▶ _Excerpt provided_:
▬▬▬
Ethics in Healthcare

There is no other industry where ethical issues are more seen than in the health industry. Many have begun to question the ethics and morality behind many healthcare and medical practices as to whether these are indeed the “best” option for the patient (Reiter-Theil & Hiddemann 2001). Recently, much debate has been done regarding the use of human embryo stem cells in order to save a patient’s life, specifically the act of parents conceiving a child in order to provide their critically ill child a donor who is a perfect match in order to extend the life of their first child (Robertson, Kahn & Wagner 2002).

For this paper, five articles regarding human embryo stem cell research have been reviewed. The ethical issue of conceiving another child in order to serve as a stem cell donor for a critically ill child is currently faced by parents whose child or children are inflicted with life threatening circulatory and immune system diseases. Studies regarding embryo stem cell donors have provided the parents the knowledge that sibling donors provide the best match for their ailing child.

This is because stem cells coming from a donor that is not a close family member may cause complications on the part of the patient which includes the possibility that the immune system of the patient will be attacked by the white blood cells coming from the donor stem cells (Lenoir 2000; Robertson, Kahn & Wagner 2002). The ethical issue surrounding this latest trend does not apply to those parents who had planned on conceiving another child, but decided to have the child earlier than they had planned as a result of the health condition of their other child.

Rather, it is the decision made by parents to conceive a child for the sole reason to provide their ailing child a donor where ethical issues arise. This is because parents who decide to have another child for the sole reason to find a suitable donor for their other child who is critically ill is more prone to use various methodologies to ensure that the fetus that the mother will be carrying to full term will be a viable match. Among these methods include prenatal testing, selective abortion and the implanting of perfectly matched embryos in the uterus of the mother (Lenoir 2000; Meyer & Nelson 2001; Robertson, Kahn & Wagner 2002).

Alternative solutions regarding this include the creation of stem cells directly from embryonic stem cells. Through this the parents of the child would be able to create the stem cells needed to save their child’s life without having to conceive another for this sole purpose (Geron Ethics Advisory Board 1999). In all of the articles reviewed for this paper, the authors have presented the facts in a clear and detailed manner. Except for the article written by the Geron Ethics Advisory Board, the articles first provided an introductory paragraph that provides a short summary on the central issue that is to be discussed in the article.
▬▬▬
▶ _Source data_:
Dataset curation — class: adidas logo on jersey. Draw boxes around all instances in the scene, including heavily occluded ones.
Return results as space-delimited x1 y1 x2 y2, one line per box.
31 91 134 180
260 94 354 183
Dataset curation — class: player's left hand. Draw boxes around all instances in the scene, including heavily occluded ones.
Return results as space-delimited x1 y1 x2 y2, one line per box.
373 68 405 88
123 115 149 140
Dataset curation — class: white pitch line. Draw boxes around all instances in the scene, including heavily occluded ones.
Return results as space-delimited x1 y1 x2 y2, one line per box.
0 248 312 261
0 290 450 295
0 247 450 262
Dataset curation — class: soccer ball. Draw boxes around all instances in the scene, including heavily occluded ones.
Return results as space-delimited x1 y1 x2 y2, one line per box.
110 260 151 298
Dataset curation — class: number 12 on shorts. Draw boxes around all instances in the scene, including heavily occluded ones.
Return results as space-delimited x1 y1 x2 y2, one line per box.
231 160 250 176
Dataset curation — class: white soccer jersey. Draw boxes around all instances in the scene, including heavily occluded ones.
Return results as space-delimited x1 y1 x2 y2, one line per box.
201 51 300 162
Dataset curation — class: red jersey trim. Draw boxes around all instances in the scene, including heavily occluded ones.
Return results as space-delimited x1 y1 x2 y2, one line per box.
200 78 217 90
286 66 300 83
▬▬▬
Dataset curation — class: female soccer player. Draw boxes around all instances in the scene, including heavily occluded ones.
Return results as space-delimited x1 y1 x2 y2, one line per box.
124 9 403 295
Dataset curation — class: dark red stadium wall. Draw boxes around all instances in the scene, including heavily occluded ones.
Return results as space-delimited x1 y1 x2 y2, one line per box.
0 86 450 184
▬▬▬
▶ _Exercise directions_: Could you continue the healthcare ethics essay above, starting right after its final sentence about the articles' introductory paragraphs?

▶ _Result of the task_:
The authors then expounded on the particular topic that they concentrated on. This was then followed by reasons as to why the ethical issue has become widespread and why this has become such a concern in the field of medical science and healthcare. This is then followed by the presentation of evidences collected that justified the actions of the parents of critically ill patients in order to save their child’s life. This is then followed by the ethical and morality issues that surround the decision made by the parents. Just like the justification, each fact is fully explained. These are then collated in a summary.

Instead of providing a conclusion, the authors had provided recommendations of alternative choices the parents may consider either now or in the future. Because the article created by the Geron Ethics Advisory Board concentrated on the presentation of alternative means to provide stem cells as a cure for critically ill patients, the article first lists all the possible solutions that the parents may look into. The Board then discusses each solution by providing the pros and cons as well as its ethical and moral implications.


Geron Ethics Advisory Board. (March – April 1999). Research with human embryonic cells:ethical considerations. The Hastings center report, 29(2), 31-36. Lenoir, N. (February 2000). Europe confronts the embryonic stem cell research challenge. Science, 287(5457), 1425-27. Meyer, M. J. & Nelson, L. J. (January – February 2001). Respecting what we destroy: reflections on human embryo research. The Hastings center report, 31(1), 16-23. Reiter-Theil, S. & Hiddemann, W. (2001). Ethics in medicine. The European journal of health economics, 2(1), 18-25. Robertson, J. A. , Kahn, J. P. & Wagner, J. E. (May – June 2002). Conception to obtain hematopoietic stem cells. The Hastings center report, 32(3), 34-40.